» Problem: Only an exact copy of every record counts as an answer.

» Data shown:
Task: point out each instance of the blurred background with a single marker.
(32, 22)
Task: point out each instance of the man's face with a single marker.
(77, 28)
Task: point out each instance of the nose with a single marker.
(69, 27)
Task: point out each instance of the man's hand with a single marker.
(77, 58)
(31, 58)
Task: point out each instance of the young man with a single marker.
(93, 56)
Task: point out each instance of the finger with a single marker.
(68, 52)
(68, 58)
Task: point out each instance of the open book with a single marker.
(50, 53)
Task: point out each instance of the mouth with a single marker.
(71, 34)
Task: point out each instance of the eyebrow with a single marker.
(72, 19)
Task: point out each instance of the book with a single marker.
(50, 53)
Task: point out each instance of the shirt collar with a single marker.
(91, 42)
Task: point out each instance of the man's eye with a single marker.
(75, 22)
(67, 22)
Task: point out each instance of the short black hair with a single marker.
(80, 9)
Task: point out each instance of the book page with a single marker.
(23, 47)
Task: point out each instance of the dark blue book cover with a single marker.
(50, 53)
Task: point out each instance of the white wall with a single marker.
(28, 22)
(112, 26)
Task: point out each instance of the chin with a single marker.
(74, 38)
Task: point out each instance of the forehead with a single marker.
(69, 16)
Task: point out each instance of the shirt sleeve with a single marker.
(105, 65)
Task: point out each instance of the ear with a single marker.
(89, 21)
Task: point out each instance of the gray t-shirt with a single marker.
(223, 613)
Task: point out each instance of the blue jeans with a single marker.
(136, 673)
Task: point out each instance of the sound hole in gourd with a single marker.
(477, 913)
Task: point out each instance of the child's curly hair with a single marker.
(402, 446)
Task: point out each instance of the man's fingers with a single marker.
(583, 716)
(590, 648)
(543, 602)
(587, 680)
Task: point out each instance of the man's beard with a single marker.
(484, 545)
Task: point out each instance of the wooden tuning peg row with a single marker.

» Answer box:
Task: point out each instance of the blurred background with a single marker.
(32, 22)
Task: point out each instance of the man's face with a single marker.
(77, 28)
Task: point out each instance of the nose with a single marker.
(69, 27)
Task: point out each instance of the man's hand with a single marker.
(77, 58)
(31, 58)
Task: point out each instance of the young man with a single marker.
(93, 56)
Task: point out each instance of the finger with a single marker.
(68, 52)
(68, 58)
Task: point out each instance of the open book with a single marker.
(50, 53)
Task: point out each instance of the mouth with a single marker.
(71, 34)
Task: point out each instance of the eyebrow with a single marker.
(72, 19)
Task: point out each instance of the book with a single marker.
(50, 53)
Task: point out each instance of the shirt collar with a single marker.
(91, 42)
Task: point out each instance of the man's eye with a single marker.
(75, 22)
(67, 22)
Task: point out each instance of the short black hair with a single marker.
(80, 9)
Task: point out each instance of the book page with a single marker.
(23, 47)
Task: point out each instance of the dark blue book cover with a single marker.
(50, 53)
Task: point out each instance of the white wall with a single marker.
(28, 22)
(112, 26)
Task: point out each instance of the chin with a single marker.
(74, 38)
Task: point out each instance of the forehead with a single marker.
(69, 16)
Task: point out each instance of the shirt sleeve with a single marker.
(105, 65)
Task: point out each instance of the ear with a single marker.
(89, 21)
Task: point out each instance of the gray t-shirt with a single marker.
(223, 613)
Task: point out each instance of the blue jeans with a single marker.
(136, 673)
Task: point out each instance of the sound hole in gourd with a single marker.
(477, 913)
Task: point out each instance of the child's curly hair with a single marker.
(402, 446)
Task: point out each instance of the man's fingers with a single marker.
(583, 716)
(590, 648)
(543, 602)
(587, 680)
Task: point out each instance of the man's beard with a single marker.
(484, 545)
Task: point out each instance of the wooden tuning peg row with a single marker.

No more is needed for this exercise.